** Work order **
Lines containing "reference": state how many there are in these entries, and write only that number.

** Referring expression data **
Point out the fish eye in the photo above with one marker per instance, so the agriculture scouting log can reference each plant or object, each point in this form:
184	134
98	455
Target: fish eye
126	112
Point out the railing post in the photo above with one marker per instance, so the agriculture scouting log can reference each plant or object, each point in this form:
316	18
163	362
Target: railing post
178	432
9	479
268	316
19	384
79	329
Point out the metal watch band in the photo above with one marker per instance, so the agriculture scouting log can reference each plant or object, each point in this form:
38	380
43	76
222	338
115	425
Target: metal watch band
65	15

--

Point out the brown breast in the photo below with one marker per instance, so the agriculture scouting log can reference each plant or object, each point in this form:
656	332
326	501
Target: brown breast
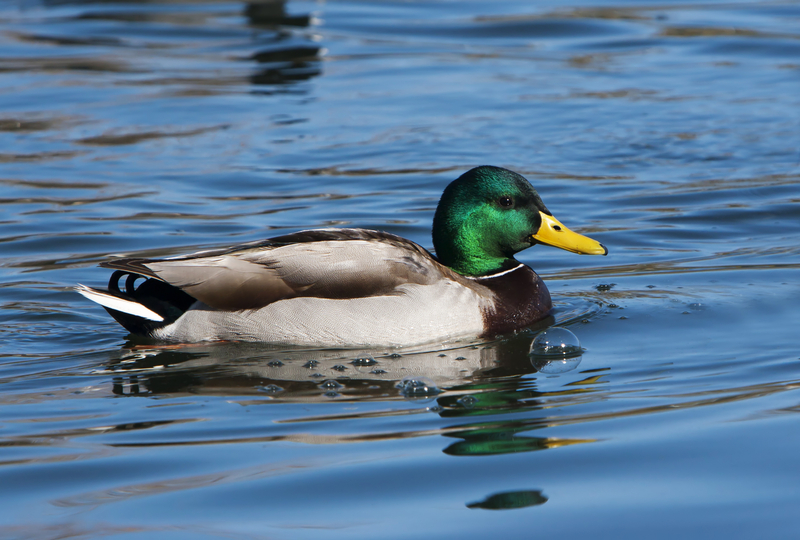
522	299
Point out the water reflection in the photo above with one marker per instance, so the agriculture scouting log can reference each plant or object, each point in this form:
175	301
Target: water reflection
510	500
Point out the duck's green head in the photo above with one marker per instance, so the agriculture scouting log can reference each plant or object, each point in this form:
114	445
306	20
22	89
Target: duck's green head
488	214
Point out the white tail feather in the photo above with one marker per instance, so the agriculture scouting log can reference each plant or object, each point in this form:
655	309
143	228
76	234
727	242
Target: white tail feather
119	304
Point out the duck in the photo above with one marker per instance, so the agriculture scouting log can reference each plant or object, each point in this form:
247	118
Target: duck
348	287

** Reply **
8